TASK INSTRUCTIONS:
Write each line out again exactly as written.

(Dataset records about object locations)
_____
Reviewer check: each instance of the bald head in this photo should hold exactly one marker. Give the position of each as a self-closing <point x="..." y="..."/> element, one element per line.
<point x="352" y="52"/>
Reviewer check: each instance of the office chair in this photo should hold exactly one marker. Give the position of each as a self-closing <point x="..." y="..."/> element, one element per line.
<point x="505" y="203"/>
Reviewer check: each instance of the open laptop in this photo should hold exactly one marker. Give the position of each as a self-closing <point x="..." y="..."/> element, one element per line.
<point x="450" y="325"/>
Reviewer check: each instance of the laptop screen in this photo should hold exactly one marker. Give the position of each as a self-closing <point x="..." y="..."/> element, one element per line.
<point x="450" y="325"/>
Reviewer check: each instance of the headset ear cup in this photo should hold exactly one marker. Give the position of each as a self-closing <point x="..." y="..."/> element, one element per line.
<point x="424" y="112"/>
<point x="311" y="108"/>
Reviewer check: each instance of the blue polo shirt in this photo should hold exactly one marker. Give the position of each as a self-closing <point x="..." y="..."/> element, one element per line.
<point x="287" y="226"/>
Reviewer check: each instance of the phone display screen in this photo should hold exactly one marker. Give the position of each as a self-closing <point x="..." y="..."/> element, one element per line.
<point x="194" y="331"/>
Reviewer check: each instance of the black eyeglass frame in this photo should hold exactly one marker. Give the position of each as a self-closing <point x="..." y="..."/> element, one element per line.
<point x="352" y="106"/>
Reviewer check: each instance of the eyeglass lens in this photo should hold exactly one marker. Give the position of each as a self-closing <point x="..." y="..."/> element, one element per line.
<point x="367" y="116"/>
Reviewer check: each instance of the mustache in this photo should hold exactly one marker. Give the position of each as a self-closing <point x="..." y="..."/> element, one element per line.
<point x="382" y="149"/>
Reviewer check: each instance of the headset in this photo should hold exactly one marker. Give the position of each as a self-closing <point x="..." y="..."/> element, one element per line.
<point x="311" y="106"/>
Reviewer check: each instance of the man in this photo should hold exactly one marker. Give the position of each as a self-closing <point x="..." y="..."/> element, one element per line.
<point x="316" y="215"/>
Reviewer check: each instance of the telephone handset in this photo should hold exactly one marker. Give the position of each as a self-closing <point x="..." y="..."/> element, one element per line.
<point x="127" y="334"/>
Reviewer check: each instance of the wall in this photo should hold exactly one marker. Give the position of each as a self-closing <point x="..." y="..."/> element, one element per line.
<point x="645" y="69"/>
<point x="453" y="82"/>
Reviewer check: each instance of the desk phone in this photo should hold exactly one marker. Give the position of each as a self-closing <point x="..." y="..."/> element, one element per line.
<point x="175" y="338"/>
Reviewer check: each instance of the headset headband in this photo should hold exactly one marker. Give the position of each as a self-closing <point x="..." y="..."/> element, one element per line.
_____
WRITTEN RESPONSE:
Reviewer check: each instance of the bald head in this photo should hold exactly one marker. Give the position of each as a self-closing <point x="..." y="..."/> element, one element per line.
<point x="352" y="52"/>
Reviewer check: each instance of the office chair in this photo should hold exactly one marker. Give the position of each as a self-closing <point x="..." y="..."/> element, one element per line.
<point x="505" y="203"/>
Reviewer check: each instance of the open laptop in this photo should hold exactly one marker. Give the position of each as a self-closing <point x="..." y="..."/> element, one element per line.
<point x="450" y="325"/>
Reviewer check: each instance of the laptop screen in this photo should hold exactly one marker. Give the position of each as a self-closing <point x="..." y="..."/> element, one element per line.
<point x="450" y="325"/>
Reviewer check: each instance of the headset ear cup in this photo should hold exactly one marker. Give the position of each as a self-closing <point x="..." y="..."/> element, one element per line.
<point x="424" y="112"/>
<point x="311" y="108"/>
Reviewer check: each instance of the blue polo shirt in this photo should hold exactly one marker. Give the position of each as a self-closing <point x="..." y="..."/> element, one element per line.
<point x="287" y="226"/>
Reviewer check: each instance of the phone display screen in this photo should hold exactly one marker. Give the position of each as a self-closing <point x="..." y="..."/> element, one element per line.
<point x="194" y="331"/>
Reviewer check: each instance of the black eyeglass frame in this photo should hold exactly one marker. Give the position of each as a self-closing <point x="..." y="..."/> element, one element per line.
<point x="352" y="106"/>
Reviewer check: each instance of the eyeglass lens in this photo should hold exactly one marker. Give the position of each as a self-closing <point x="..." y="..."/> element, one element per line.
<point x="367" y="116"/>
Reviewer check: each instance of the mustache in this photo should hold exactly one marker. Give the position of each as a self-closing <point x="..." y="..."/> element, one element per line.
<point x="382" y="149"/>
Reviewer check: each instance of the headset in this photo should hold exactly one marker. Give the position of each as a self-closing <point x="..." y="..."/> element, one element per line.
<point x="311" y="106"/>
Reviewer check: each instance of the man in this photo should hold exactly one marker. Give the position of each as a self-closing <point x="..." y="..."/> element, one element per line.
<point x="316" y="215"/>
Reviewer check: each instance of the telephone handset in this photo should hold exactly one marker. Give the position of each as a self-closing <point x="..." y="..."/> element, one element per line.
<point x="127" y="334"/>
Reviewer check: each instance of the wall in this photo should hold exactly one marker. Give the position of each as a self-closing <point x="..." y="..."/> element, one element per line.
<point x="645" y="69"/>
<point x="453" y="82"/>
Reviewer check: each instance of the desk phone in this photo should hold exactly one marker. Give the position of each as a self-closing <point x="..." y="..."/> element, one element per line.
<point x="175" y="338"/>
Reviewer check: each instance of the headset headband in this photo should hold exactly one marker. Give the position of each as a self-closing <point x="..." y="..."/> element, one element per line.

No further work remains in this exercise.